BEGIN
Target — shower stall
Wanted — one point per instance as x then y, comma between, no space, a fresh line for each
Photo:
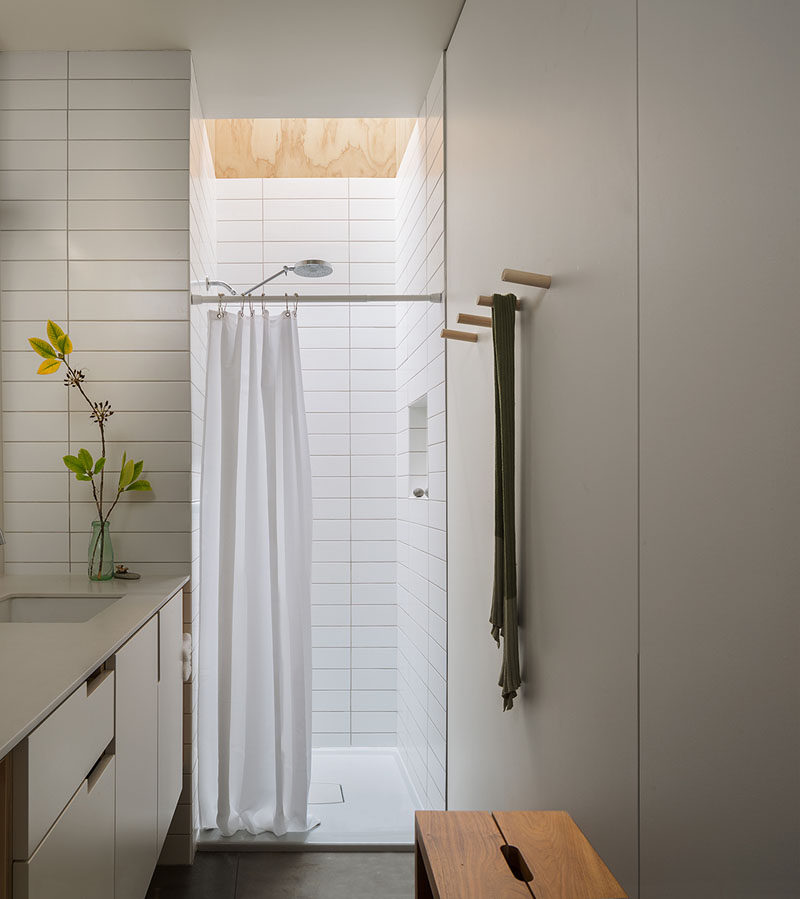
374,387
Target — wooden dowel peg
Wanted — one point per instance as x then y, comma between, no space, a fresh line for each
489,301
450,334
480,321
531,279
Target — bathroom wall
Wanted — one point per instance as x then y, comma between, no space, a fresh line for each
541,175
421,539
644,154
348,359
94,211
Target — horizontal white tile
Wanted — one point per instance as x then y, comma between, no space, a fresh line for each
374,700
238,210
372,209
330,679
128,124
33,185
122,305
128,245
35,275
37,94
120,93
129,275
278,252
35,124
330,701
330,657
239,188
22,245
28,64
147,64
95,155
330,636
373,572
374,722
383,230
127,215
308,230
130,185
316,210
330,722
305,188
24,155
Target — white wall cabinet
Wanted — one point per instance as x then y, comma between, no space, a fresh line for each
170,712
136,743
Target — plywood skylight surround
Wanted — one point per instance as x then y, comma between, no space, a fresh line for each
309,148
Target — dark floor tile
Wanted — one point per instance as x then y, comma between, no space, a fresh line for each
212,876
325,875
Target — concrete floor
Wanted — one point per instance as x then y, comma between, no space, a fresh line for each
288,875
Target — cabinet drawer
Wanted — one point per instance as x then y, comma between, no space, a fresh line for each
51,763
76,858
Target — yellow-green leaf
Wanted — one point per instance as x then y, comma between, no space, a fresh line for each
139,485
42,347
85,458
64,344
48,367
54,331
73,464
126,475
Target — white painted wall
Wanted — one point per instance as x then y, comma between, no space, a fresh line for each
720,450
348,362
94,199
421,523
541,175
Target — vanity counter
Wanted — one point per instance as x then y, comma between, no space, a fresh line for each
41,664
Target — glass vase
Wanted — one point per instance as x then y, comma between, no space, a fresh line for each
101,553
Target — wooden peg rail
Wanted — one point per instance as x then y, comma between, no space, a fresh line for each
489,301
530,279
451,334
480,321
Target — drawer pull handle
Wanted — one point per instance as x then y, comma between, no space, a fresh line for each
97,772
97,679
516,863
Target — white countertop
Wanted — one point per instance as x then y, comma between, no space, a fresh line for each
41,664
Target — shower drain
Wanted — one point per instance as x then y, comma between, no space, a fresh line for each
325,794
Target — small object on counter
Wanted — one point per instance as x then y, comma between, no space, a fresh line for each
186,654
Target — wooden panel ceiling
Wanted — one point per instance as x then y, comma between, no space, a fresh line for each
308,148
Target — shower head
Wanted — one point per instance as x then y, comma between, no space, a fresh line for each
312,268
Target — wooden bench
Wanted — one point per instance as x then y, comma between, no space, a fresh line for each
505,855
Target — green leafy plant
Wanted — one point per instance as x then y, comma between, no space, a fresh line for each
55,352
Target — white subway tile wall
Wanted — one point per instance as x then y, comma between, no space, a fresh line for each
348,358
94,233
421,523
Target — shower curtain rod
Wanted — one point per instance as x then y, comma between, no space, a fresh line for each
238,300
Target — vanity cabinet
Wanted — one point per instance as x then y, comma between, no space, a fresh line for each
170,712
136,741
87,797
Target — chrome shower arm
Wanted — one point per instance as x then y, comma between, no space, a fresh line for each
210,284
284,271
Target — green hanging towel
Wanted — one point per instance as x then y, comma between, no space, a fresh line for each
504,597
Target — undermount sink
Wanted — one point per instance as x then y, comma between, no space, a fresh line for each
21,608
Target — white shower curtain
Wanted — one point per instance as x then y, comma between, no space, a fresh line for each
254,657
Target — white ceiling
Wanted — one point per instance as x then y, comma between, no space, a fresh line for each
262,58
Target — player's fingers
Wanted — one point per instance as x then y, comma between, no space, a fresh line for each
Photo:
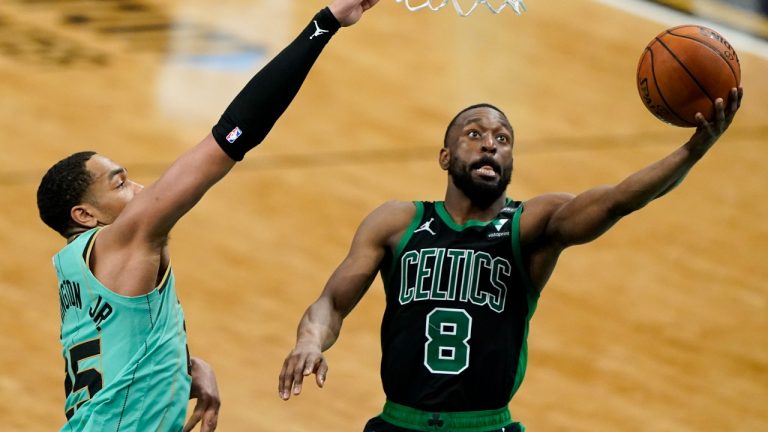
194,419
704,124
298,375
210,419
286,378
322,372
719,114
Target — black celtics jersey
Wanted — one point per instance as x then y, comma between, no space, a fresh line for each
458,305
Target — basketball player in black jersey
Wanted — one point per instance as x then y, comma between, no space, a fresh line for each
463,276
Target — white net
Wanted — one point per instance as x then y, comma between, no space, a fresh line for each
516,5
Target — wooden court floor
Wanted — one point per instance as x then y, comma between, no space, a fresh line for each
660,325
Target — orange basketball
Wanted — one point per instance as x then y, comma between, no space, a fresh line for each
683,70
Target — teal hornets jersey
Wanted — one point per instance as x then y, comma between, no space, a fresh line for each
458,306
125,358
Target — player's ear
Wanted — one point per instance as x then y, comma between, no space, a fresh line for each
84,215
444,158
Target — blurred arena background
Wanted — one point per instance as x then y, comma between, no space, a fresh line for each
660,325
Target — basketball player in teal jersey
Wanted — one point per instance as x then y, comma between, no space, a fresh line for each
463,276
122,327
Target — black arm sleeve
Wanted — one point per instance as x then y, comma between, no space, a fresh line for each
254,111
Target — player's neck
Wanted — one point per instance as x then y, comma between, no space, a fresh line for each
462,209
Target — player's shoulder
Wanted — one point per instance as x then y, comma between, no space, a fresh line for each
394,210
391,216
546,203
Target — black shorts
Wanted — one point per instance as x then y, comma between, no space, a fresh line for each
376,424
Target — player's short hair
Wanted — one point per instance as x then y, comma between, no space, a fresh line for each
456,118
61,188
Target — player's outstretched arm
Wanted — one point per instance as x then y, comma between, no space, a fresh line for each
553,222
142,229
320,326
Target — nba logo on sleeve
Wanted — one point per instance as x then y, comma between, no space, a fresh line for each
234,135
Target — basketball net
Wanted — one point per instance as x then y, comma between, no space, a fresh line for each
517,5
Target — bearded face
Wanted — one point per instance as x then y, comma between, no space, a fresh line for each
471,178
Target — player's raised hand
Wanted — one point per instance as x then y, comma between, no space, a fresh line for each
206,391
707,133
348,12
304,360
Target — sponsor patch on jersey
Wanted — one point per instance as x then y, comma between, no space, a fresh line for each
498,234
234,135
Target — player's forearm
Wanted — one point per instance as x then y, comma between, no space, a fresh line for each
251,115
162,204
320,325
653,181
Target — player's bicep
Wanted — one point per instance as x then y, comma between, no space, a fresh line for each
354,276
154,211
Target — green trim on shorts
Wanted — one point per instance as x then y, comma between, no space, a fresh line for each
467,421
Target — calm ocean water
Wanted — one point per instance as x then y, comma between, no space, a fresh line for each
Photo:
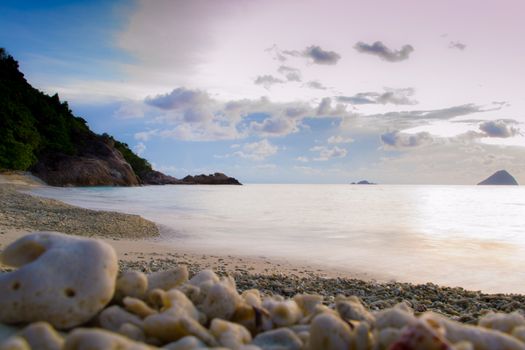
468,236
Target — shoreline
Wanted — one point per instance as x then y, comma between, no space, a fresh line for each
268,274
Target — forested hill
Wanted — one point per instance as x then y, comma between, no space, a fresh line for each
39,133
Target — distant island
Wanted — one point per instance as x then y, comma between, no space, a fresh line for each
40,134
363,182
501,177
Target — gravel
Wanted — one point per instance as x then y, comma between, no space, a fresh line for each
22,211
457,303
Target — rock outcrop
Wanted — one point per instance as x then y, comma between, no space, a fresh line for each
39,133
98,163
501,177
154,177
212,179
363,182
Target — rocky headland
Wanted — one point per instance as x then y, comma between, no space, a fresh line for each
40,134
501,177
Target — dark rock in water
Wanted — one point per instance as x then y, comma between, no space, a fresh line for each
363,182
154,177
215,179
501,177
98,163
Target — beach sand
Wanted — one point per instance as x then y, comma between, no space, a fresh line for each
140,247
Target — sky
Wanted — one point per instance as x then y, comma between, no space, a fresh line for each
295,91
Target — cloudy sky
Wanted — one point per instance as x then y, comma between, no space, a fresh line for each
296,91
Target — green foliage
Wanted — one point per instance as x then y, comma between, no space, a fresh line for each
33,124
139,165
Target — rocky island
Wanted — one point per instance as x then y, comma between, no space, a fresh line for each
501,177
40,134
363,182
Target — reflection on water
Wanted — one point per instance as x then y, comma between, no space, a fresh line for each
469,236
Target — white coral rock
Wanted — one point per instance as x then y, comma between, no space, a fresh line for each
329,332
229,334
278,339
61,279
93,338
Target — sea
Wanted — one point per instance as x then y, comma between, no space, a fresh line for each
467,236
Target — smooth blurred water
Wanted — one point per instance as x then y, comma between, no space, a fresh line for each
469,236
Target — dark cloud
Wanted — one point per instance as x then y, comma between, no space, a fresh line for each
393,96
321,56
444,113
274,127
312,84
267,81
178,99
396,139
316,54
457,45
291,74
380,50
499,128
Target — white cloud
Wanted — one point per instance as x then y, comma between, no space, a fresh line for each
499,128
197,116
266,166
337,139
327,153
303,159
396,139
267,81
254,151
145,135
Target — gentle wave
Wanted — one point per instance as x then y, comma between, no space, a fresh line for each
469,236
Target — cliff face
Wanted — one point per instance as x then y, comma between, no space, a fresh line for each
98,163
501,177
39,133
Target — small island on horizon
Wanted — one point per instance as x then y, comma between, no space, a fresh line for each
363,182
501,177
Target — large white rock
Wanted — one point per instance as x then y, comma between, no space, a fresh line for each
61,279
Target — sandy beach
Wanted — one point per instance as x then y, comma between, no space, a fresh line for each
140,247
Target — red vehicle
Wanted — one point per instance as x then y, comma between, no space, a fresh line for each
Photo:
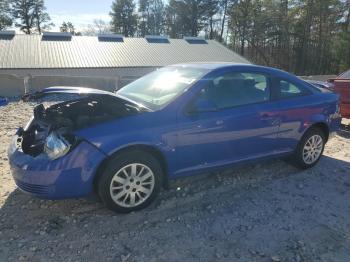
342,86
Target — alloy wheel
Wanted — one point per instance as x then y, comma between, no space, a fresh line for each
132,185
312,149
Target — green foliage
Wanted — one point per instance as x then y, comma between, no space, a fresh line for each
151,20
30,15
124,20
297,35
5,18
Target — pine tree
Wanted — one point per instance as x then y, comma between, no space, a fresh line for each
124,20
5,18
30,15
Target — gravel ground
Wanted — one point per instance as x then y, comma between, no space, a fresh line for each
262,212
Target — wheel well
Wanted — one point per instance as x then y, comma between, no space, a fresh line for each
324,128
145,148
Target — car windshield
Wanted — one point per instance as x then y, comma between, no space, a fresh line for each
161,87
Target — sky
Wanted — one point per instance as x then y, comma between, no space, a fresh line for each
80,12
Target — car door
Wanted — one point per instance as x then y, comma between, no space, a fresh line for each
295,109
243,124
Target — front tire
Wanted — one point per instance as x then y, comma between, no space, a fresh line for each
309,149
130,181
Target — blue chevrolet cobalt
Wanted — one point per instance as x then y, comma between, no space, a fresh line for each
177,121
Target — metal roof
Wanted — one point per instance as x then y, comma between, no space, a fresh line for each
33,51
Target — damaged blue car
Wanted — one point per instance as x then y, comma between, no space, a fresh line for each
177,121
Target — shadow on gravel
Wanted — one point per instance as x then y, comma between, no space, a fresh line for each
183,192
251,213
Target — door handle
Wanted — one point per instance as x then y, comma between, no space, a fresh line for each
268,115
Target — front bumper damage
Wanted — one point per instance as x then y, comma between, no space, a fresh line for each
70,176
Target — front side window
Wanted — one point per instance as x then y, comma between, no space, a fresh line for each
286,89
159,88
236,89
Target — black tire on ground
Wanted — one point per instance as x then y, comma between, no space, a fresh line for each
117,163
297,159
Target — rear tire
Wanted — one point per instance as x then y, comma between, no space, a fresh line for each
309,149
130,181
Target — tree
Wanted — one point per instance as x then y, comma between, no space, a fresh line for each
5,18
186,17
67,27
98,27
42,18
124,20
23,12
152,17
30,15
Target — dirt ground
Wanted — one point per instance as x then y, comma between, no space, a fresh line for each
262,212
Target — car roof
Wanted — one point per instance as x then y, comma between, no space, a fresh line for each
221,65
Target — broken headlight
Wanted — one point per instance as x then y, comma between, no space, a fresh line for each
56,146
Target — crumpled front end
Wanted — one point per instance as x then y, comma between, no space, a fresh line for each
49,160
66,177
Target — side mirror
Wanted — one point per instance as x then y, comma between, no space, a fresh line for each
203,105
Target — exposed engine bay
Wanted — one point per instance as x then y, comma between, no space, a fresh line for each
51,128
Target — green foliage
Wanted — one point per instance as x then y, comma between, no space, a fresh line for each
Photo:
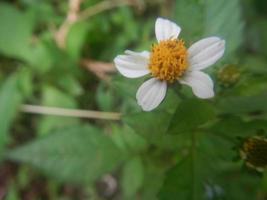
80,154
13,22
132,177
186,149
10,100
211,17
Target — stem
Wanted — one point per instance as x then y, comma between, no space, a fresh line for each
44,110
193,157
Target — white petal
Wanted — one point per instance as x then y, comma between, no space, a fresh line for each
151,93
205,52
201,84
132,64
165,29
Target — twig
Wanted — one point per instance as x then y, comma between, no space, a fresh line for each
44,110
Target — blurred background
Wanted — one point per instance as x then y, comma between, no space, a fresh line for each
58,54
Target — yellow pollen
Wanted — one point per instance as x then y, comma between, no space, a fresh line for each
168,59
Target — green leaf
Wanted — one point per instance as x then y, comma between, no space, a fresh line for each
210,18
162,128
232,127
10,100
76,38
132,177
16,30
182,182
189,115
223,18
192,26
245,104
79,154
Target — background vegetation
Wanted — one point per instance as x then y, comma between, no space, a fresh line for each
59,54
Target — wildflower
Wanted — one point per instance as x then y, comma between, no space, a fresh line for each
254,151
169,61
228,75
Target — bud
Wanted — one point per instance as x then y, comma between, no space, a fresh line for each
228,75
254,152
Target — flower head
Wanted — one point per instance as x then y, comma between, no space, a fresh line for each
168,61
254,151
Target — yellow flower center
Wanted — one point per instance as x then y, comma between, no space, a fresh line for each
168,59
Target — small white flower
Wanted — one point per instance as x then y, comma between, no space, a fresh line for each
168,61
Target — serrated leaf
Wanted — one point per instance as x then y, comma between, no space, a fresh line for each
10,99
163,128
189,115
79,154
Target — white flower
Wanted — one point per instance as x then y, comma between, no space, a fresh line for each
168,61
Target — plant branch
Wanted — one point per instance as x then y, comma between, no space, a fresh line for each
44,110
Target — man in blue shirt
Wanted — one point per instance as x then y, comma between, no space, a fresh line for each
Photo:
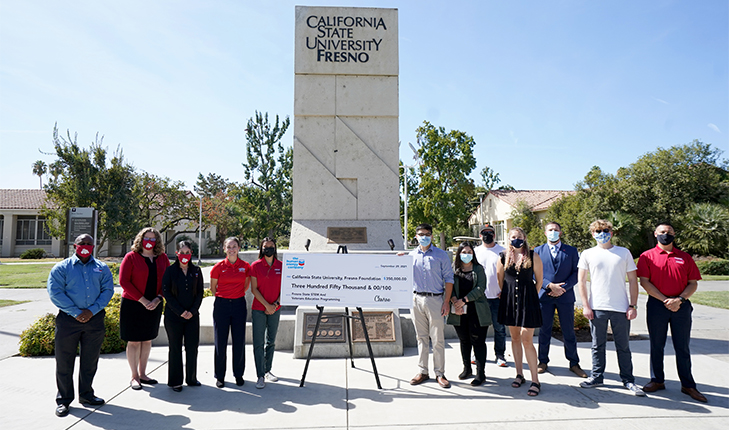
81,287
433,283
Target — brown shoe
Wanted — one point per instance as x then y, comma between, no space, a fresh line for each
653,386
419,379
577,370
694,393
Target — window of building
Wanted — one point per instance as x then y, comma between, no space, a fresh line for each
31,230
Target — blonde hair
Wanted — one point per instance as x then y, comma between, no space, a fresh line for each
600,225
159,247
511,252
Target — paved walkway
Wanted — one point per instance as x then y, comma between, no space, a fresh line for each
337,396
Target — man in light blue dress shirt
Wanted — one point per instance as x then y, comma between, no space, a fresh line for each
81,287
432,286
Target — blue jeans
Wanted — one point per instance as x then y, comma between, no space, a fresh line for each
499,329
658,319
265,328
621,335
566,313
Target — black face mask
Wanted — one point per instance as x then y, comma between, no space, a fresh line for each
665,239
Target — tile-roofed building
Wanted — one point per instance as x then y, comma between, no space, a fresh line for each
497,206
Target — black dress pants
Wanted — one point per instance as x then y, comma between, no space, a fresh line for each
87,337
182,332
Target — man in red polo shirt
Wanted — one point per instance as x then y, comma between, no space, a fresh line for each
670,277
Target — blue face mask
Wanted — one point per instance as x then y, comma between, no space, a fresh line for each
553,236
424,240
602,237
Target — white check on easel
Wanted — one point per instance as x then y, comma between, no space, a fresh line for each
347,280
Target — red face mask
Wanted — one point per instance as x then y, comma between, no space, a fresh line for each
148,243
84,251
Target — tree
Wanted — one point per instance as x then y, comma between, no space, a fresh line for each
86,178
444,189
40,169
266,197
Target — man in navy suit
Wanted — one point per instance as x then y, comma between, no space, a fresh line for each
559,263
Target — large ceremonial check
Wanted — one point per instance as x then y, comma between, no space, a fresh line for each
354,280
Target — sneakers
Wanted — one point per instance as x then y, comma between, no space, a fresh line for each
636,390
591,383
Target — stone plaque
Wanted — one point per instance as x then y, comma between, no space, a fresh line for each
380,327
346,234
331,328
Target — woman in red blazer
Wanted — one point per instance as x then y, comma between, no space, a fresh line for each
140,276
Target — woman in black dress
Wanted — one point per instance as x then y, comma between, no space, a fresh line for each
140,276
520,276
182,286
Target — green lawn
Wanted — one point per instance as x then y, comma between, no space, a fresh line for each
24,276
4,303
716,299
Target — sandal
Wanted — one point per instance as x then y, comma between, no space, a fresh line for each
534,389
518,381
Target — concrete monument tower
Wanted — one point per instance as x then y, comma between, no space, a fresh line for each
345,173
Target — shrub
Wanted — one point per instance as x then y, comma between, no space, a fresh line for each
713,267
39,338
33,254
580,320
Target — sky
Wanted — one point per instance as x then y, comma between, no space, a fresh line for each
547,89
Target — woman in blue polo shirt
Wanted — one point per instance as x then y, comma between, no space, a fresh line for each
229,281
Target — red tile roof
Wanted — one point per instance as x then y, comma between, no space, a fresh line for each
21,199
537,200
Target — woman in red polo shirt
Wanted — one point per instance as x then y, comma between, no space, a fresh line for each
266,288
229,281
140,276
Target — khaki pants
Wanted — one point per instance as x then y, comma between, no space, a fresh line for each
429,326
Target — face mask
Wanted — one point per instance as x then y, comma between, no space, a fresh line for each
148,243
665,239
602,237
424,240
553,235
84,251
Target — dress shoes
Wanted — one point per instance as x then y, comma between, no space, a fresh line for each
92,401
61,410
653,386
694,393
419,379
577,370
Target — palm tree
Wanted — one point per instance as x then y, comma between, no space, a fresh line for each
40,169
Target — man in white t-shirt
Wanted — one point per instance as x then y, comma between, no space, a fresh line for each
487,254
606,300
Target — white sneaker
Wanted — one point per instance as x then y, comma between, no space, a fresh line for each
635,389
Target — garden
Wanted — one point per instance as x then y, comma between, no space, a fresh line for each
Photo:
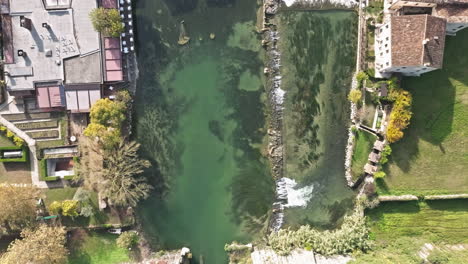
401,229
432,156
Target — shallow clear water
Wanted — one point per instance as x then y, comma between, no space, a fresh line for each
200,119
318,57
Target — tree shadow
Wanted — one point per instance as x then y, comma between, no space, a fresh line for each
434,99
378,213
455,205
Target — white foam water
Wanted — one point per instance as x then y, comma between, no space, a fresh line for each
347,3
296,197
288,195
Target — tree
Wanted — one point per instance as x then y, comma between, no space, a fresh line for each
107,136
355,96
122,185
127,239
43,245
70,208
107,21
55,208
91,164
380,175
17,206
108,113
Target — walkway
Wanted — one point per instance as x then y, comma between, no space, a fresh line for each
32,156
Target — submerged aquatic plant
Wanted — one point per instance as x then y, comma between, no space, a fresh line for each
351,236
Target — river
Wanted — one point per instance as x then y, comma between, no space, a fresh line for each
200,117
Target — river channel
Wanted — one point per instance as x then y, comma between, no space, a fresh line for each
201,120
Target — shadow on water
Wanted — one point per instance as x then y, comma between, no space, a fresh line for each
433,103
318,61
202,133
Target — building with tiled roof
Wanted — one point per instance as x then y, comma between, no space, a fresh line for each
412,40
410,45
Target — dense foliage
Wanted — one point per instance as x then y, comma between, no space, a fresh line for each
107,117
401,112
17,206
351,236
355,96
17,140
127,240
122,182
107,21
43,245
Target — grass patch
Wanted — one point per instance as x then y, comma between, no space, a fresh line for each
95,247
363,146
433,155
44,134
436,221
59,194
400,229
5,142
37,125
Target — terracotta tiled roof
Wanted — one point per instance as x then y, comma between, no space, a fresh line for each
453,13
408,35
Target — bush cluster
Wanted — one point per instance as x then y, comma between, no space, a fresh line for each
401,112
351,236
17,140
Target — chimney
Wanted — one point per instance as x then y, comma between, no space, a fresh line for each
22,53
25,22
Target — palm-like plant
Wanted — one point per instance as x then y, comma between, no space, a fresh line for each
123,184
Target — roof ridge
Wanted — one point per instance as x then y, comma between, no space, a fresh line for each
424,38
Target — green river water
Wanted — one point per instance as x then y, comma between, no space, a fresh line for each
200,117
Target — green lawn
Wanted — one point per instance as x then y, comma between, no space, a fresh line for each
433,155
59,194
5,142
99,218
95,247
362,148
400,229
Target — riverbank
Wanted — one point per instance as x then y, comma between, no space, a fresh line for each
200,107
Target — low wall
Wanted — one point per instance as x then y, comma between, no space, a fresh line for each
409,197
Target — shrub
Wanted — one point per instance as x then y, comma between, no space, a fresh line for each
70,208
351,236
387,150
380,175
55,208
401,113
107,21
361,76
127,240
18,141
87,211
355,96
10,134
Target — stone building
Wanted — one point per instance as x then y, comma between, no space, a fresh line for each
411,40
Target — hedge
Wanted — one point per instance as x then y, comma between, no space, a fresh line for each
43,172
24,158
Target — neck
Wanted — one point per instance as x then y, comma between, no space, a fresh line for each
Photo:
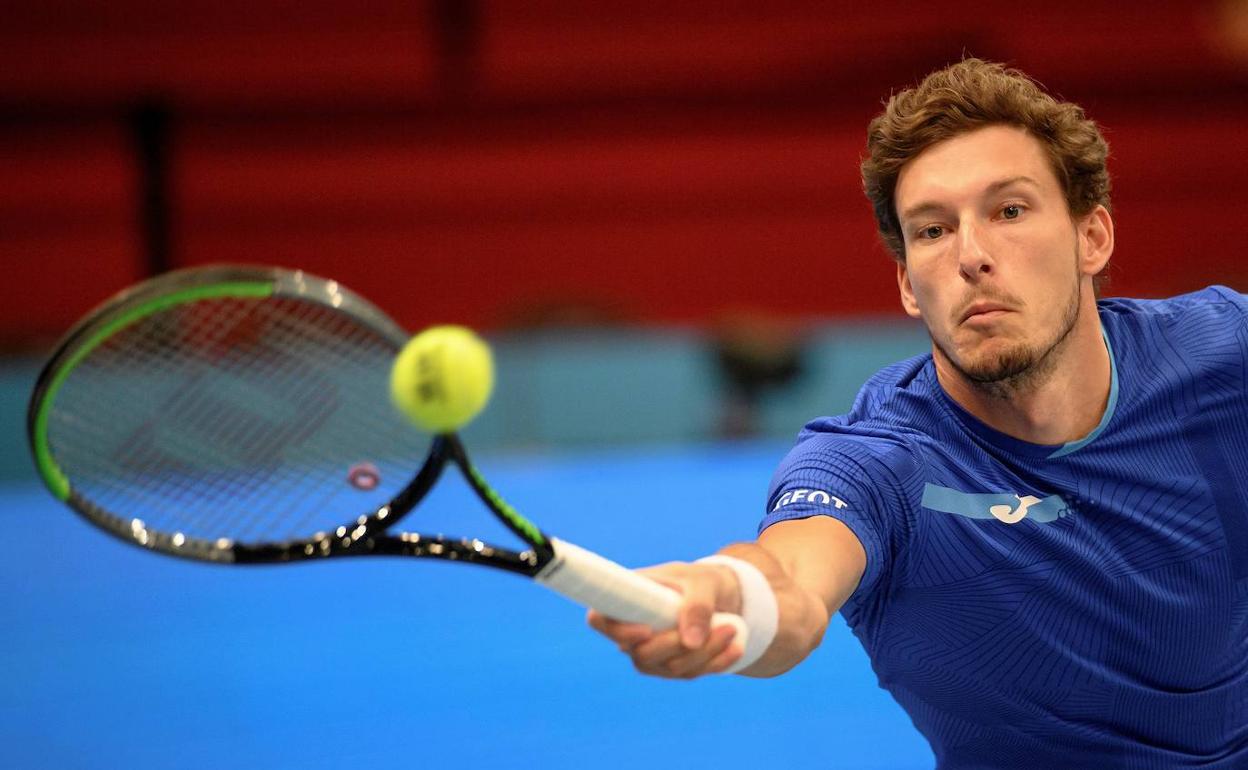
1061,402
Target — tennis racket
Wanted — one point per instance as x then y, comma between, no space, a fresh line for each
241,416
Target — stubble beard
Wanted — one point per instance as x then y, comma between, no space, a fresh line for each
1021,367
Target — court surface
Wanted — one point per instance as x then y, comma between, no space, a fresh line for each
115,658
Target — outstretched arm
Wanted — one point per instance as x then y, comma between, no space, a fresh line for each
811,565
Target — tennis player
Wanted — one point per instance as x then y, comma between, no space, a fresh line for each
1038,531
END
» **Task to complete**: Please transcribe, word for word, every line from the first line of the records above through the line containing "Target — horizontal white tile", and leave out any pictures.

» **Output of the task**:
Target — shower stall
Wanted — one point per instance as x then y, comma between, no space, a fresh line for each
Photo:
374,387
Target — wooden dowel peg
Wanted — one point per instance as x then y, comma between, no space, a fresh line for each
489,301
450,334
480,321
531,279
Target — bathroom wall
Wanted — one point per instance as x then y, comma between, no space, a fresh line for each
541,175
421,539
644,154
348,359
94,211
Target — horizontal white tile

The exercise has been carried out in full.